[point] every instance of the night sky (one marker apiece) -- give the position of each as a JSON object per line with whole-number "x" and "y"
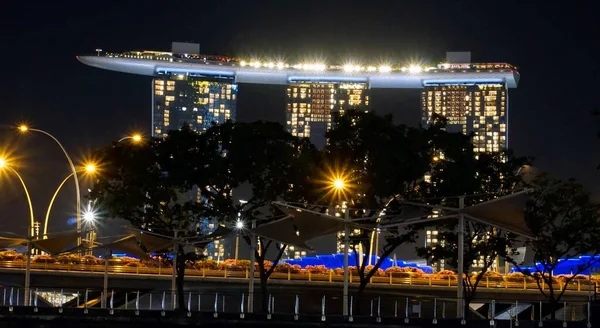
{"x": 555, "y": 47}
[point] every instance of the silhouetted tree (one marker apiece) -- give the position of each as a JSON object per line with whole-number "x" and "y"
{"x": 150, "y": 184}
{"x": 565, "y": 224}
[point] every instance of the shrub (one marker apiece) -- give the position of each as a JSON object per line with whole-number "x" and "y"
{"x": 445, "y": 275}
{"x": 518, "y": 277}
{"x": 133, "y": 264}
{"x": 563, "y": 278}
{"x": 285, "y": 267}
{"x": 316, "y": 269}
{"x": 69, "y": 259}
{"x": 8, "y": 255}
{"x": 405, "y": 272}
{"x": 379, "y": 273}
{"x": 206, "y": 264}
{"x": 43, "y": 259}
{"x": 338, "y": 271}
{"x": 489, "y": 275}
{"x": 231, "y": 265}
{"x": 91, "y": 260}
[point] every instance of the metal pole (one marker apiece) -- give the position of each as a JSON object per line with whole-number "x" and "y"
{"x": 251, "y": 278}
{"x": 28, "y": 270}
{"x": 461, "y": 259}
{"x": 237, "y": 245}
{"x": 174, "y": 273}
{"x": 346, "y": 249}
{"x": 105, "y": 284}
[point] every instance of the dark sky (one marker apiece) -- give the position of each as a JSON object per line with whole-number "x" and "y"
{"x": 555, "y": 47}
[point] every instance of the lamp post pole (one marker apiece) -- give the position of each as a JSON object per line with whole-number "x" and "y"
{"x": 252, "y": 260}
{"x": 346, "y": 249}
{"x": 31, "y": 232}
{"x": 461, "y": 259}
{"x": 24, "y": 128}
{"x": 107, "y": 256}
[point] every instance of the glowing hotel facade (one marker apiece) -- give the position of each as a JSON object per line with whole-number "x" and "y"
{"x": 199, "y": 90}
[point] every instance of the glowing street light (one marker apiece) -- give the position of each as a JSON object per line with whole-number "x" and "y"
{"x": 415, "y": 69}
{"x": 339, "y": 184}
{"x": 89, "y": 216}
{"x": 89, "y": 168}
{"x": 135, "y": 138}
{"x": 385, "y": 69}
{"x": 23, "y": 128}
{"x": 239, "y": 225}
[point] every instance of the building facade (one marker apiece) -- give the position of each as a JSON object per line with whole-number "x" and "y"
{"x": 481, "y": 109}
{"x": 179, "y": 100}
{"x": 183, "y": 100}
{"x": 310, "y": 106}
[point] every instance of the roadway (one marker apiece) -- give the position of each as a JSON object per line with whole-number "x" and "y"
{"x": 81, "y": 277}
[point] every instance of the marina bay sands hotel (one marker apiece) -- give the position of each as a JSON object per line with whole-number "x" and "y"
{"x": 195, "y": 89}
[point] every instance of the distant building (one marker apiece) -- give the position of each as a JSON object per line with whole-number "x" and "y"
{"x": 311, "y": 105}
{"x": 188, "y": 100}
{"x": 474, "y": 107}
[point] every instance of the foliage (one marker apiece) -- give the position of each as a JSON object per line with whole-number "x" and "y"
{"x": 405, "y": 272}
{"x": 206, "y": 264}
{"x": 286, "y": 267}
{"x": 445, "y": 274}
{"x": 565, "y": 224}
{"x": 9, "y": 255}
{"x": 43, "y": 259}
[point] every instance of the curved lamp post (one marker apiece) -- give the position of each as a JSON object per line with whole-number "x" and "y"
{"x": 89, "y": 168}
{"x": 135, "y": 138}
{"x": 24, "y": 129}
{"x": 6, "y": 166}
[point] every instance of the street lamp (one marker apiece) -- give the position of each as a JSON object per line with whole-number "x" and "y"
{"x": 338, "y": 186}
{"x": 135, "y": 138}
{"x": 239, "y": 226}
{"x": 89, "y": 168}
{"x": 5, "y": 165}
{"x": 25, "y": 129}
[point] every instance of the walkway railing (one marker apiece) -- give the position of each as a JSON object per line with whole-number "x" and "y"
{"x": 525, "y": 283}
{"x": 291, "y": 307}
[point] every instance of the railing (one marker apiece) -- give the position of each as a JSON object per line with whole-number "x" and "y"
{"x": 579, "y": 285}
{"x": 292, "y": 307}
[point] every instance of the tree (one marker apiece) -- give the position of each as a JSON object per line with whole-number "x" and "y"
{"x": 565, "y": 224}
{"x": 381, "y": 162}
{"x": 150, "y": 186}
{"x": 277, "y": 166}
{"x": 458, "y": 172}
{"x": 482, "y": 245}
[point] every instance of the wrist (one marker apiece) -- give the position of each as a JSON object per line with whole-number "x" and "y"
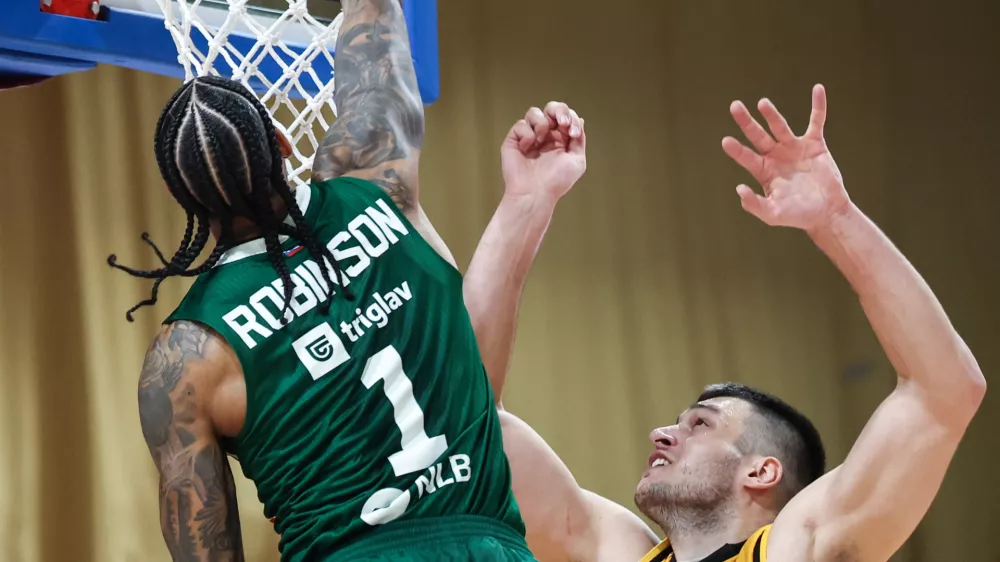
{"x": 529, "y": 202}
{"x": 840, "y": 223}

※

» EXERCISE DIRECTIONS: Write the entries out again exactly as they appear, with the pictures omitted.

» WRITTEN ANSWER:
[point] every instance of the night sky (one marker apiece) -- give the position of each as a JSON object per line with whole-number "x" and "y"
{"x": 555, "y": 47}
[point] every instance of the silhouetted tree (one marker apiece) -- give the position of each as a JSON object per line with whole-number "x" and "y"
{"x": 150, "y": 184}
{"x": 565, "y": 224}
[point] every instance of the shrub (one marker apiece) -- give the position of each as a JSON object per line with whole-number "x" and "y"
{"x": 445, "y": 275}
{"x": 518, "y": 277}
{"x": 133, "y": 264}
{"x": 563, "y": 278}
{"x": 285, "y": 267}
{"x": 316, "y": 269}
{"x": 69, "y": 259}
{"x": 8, "y": 255}
{"x": 405, "y": 272}
{"x": 379, "y": 273}
{"x": 206, "y": 264}
{"x": 43, "y": 259}
{"x": 338, "y": 271}
{"x": 489, "y": 275}
{"x": 231, "y": 265}
{"x": 91, "y": 260}
[point] every instance of the metal pole (one marker apiece) -- give the position of each as a JSON object per line with whole-number "x" and "y"
{"x": 251, "y": 278}
{"x": 28, "y": 270}
{"x": 461, "y": 259}
{"x": 237, "y": 245}
{"x": 174, "y": 273}
{"x": 346, "y": 249}
{"x": 105, "y": 284}
[point] every instance of the dark sky (one marker apiece) -- give the position of each as a JSON object per line with whole-number "x" and "y"
{"x": 555, "y": 47}
[point] every instance of the lamp post pole (one marker apiece) -- give the position of each as a JSON object per line with whole-number "x" and "y"
{"x": 252, "y": 260}
{"x": 346, "y": 249}
{"x": 31, "y": 232}
{"x": 461, "y": 259}
{"x": 24, "y": 128}
{"x": 107, "y": 256}
[point] every instance of the glowing hotel facade (one marker apiece) -- give the position of each as a JSON object per line with whole-number "x" and "y"
{"x": 199, "y": 90}
[point] every instance of the glowing street light (one marker apiece) -- give the position of each as a JSON object per line with whole-number "x" and "y"
{"x": 415, "y": 69}
{"x": 339, "y": 184}
{"x": 89, "y": 216}
{"x": 89, "y": 168}
{"x": 135, "y": 138}
{"x": 385, "y": 69}
{"x": 23, "y": 128}
{"x": 239, "y": 225}
[point] every instance of the building facade (one marker apiece) -- give the position of each as a JSON object per line with whole-number "x" and "y"
{"x": 481, "y": 109}
{"x": 179, "y": 100}
{"x": 183, "y": 100}
{"x": 310, "y": 106}
[point] every instance of the roadway (one marker apiece) -- give the position of each as a JSON object per line with whole-number "x" and "y"
{"x": 81, "y": 277}
[point] every instance of the marina bay sands hotel (one marker apiece) -- give the position of each as a JSON object per line with whole-number "x" and "y"
{"x": 195, "y": 89}
[point] every instance of the distant building (one marker apiece) -- give the position of each as a JSON object per line with whole-number "x" and "y"
{"x": 311, "y": 105}
{"x": 188, "y": 100}
{"x": 474, "y": 107}
[point] every instance of the foliage (one marker apiece) -- give the position of each as a JSON object per line with whole-number "x" and "y"
{"x": 405, "y": 272}
{"x": 206, "y": 264}
{"x": 286, "y": 267}
{"x": 445, "y": 274}
{"x": 565, "y": 224}
{"x": 9, "y": 255}
{"x": 43, "y": 259}
[point] every instance of the curved lamp post (one marker apiece) -- give the position of each as a JSON object per line with whole-number "x" and "y"
{"x": 89, "y": 168}
{"x": 135, "y": 138}
{"x": 24, "y": 129}
{"x": 6, "y": 166}
[point] every instance of the street lamp (one marker apiece) -- give the position of each as a JSON object per line with whole-number "x" and "y"
{"x": 338, "y": 186}
{"x": 135, "y": 138}
{"x": 239, "y": 226}
{"x": 89, "y": 168}
{"x": 5, "y": 165}
{"x": 25, "y": 129}
[point] every instance of the walkway railing (one marker apiece) -- give the position of each as a JSON object per line with whole-number "x" and "y"
{"x": 525, "y": 283}
{"x": 291, "y": 307}
[point] every instance of the railing (one marker apiece) -- give the position of each as a JSON object per line with whole-number "x" and "y"
{"x": 579, "y": 285}
{"x": 292, "y": 307}
[point] every instance of the tree (one marker apiece) -- give the position of each as a JSON object per line with whole-number "x" and "y"
{"x": 565, "y": 224}
{"x": 381, "y": 162}
{"x": 150, "y": 186}
{"x": 277, "y": 166}
{"x": 458, "y": 172}
{"x": 482, "y": 245}
[point] every instance of the wrist (one marker apiece) -- give the position of each as a JSON object per line with whole-number "x" and "y"
{"x": 529, "y": 202}
{"x": 840, "y": 223}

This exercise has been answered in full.